__CONSIGNE 1__:
Relevez dans l'extrait de page tous les sens que le recueil invite à mettre en éveil.
__CONSIGNE 2__:
Répondez brièvement à partir de l'extrait de page :
(a) Que relie la ficelle dont parle le titre ?
(b) À qui l'enfant téléphone-t-il dans le premier poème ?
(c) Quelle voix entend-on dans le dernier poème, et d'où vient-elle ?

__EXTRAIT DE PAGE__:

+ + +

La petite voix de la ficelle

La petite voix de la ficelle
Thierry Cazals / Joanna Boillat
Motus 2021

Lettres à un jeune poète

Par Michel Driol

La ficelle dont il est question dans le titre, c’est celle qui relie les deux pots de yaourt avec lesquels les enfants faisaient des téléphones pour se parler. Le font-ils toujours à l’heure des téléphones sans fil ?

Entre le premier poème, où un enfant téléphone à la terre, et le dernier, où l’on entend, à travers le pot de yaourt, venue d’une autre planète, la voix du frère, le recueil développe un véritable art poétique placé sous le signe de la communication, et prenant comme postulat la facilité de l’écriture d’un poème. Il développe une série de conseils pour mettre en éveil tous ses sens : la vue, le toucher, l’ouïe, le gout, l’odorat. Il s’agit de capter des sensations à la fois quotidiennes et minuscules pour leur donner ou redonner une valeur : gout des figues, chat qui s’étire, porte de grange qui grince, et enfin de s’oublier soi-même pour devenir ces choses-là. Ces différentes sources d’inspiration évoquées en quelques mots (il y a là comme une esthétique de la poésie japonaise) s’entrecroisent avec d’autres poèmes consacrés au langage, aux phrases et aux mots, c’est-à-dire au matériau même de l’écriture. Ce matériau qu’il convient à la fois d’oublier pour se laisser envahir par les sensations, mais qu’il convient aussi de recueillir dans la corbeille des mots oubliés, jusqu’au point, peut-être, où les mots se confondent avec les choses elles-mêmes, comme les mots rouges des antennes de crevette, ou les syllabes laissées par les pattes des moineaux sur la neige.

+ + +

__DONNÉES À ANALYSER__:

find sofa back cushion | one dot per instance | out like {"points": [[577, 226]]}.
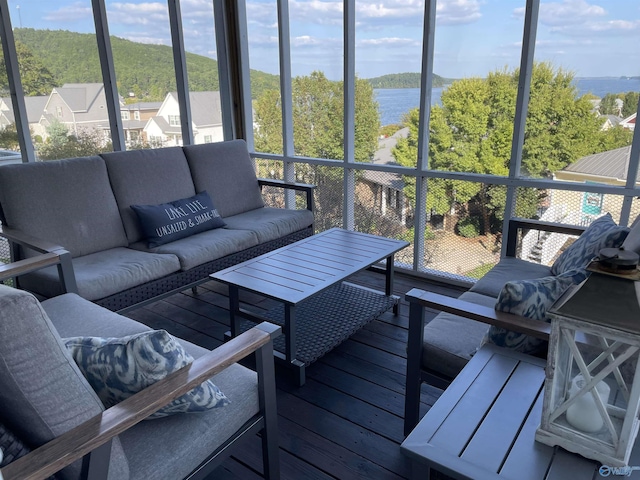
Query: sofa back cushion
{"points": [[43, 392], [67, 202], [147, 177], [225, 170]]}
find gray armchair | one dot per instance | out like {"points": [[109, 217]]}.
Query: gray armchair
{"points": [[47, 404]]}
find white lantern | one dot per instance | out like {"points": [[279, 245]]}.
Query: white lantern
{"points": [[592, 385]]}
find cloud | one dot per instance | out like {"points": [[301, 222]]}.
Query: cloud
{"points": [[567, 12], [262, 15], [139, 14], [70, 13], [389, 42], [316, 11], [611, 27], [456, 12]]}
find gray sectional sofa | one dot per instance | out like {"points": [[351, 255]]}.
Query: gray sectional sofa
{"points": [[83, 206]]}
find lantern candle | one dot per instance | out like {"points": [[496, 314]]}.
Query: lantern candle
{"points": [[584, 414]]}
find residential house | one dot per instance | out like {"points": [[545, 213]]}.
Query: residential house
{"points": [[609, 168], [206, 116], [35, 109], [134, 118], [609, 121], [385, 190], [629, 123], [79, 106]]}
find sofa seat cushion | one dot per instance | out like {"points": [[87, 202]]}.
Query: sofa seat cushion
{"points": [[226, 171], [66, 202], [43, 393], [147, 177], [184, 439], [508, 269], [206, 246], [449, 341], [105, 273], [271, 223]]}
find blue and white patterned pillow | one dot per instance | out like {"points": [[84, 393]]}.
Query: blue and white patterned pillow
{"points": [[530, 299], [602, 233], [117, 368]]}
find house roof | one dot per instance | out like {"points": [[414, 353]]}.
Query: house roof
{"points": [[609, 166], [80, 97], [141, 106], [205, 108]]}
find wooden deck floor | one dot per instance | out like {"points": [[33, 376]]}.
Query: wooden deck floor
{"points": [[346, 421]]}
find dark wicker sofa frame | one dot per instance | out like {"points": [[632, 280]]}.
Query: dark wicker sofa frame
{"points": [[170, 284], [420, 300]]}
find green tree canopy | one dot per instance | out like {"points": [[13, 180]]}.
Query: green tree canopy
{"points": [[36, 78], [60, 144], [473, 129], [318, 131]]}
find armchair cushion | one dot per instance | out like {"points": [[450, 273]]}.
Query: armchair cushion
{"points": [[602, 233], [117, 368], [182, 218], [43, 393], [530, 299], [11, 447]]}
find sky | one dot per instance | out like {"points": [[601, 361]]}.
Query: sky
{"points": [[591, 38]]}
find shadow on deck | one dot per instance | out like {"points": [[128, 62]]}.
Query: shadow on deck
{"points": [[346, 421]]}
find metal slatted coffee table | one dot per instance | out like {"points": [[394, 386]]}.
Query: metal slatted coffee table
{"points": [[318, 310], [483, 426]]}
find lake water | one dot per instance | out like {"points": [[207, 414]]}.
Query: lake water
{"points": [[395, 102]]}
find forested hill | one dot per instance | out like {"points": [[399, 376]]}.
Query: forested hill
{"points": [[405, 80], [147, 70]]}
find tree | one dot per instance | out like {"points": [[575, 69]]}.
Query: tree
{"points": [[473, 129], [36, 78], [60, 144], [318, 112]]}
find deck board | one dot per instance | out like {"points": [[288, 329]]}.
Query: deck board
{"points": [[346, 422]]}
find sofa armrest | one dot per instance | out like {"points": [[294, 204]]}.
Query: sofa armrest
{"points": [[305, 187], [50, 255], [99, 430], [14, 269], [419, 299], [20, 238], [516, 224]]}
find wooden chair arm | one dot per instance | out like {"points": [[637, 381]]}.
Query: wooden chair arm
{"points": [[78, 442], [479, 313]]}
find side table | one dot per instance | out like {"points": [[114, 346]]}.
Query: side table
{"points": [[483, 426]]}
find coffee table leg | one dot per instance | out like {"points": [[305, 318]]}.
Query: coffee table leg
{"points": [[291, 346], [234, 310], [388, 288]]}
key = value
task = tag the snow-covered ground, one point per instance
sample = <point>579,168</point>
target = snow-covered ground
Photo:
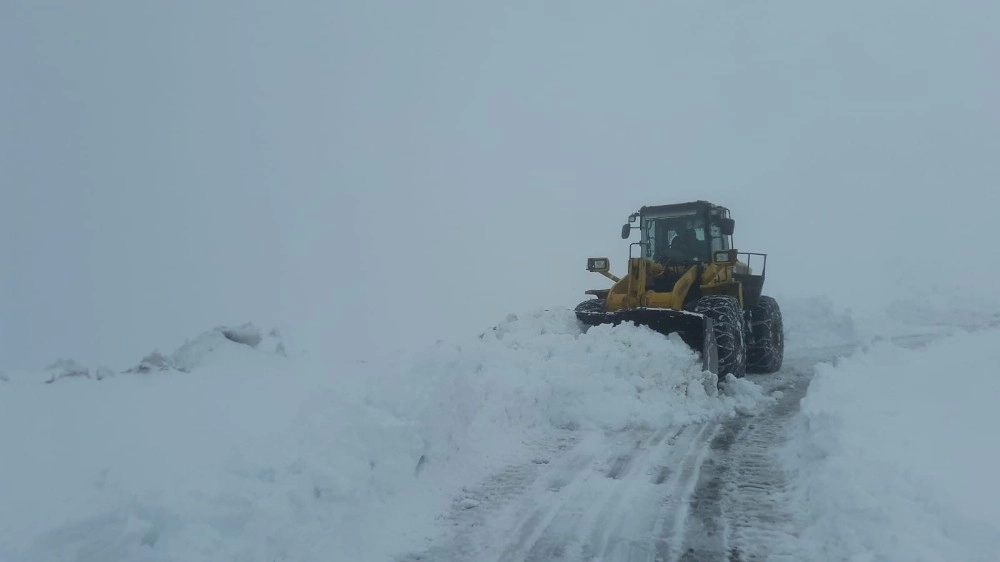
<point>224,451</point>
<point>232,448</point>
<point>895,453</point>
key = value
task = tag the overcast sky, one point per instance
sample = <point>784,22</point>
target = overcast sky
<point>376,175</point>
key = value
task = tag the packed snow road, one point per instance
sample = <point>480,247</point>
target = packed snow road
<point>532,441</point>
<point>711,490</point>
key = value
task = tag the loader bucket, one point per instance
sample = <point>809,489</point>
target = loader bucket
<point>695,329</point>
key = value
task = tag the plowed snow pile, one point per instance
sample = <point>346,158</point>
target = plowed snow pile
<point>896,456</point>
<point>229,450</point>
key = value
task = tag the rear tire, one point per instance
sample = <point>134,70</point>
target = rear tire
<point>727,325</point>
<point>767,351</point>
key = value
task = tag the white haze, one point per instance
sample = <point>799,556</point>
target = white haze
<point>378,175</point>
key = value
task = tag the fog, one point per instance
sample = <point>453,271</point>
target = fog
<point>370,177</point>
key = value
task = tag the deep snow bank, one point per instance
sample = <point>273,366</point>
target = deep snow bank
<point>895,454</point>
<point>234,452</point>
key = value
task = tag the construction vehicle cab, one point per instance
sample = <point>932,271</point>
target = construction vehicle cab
<point>688,232</point>
<point>685,276</point>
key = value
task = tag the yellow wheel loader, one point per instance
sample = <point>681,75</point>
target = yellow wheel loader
<point>685,277</point>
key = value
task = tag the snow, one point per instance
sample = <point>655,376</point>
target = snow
<point>894,452</point>
<point>231,449</point>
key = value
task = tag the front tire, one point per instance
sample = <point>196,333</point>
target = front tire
<point>767,351</point>
<point>727,324</point>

+ + +

__RÉPONSE 1__:
la vue, le toucher, l'ouïe, le gout, l'odorat

__RÉPONSE 2__:
(a) Les deux pots de yaourt avec lesquels les enfants faisaient des téléphones pour se parler.
(b) À la terre.
(c) La voix du frère, venue d'une autre planète.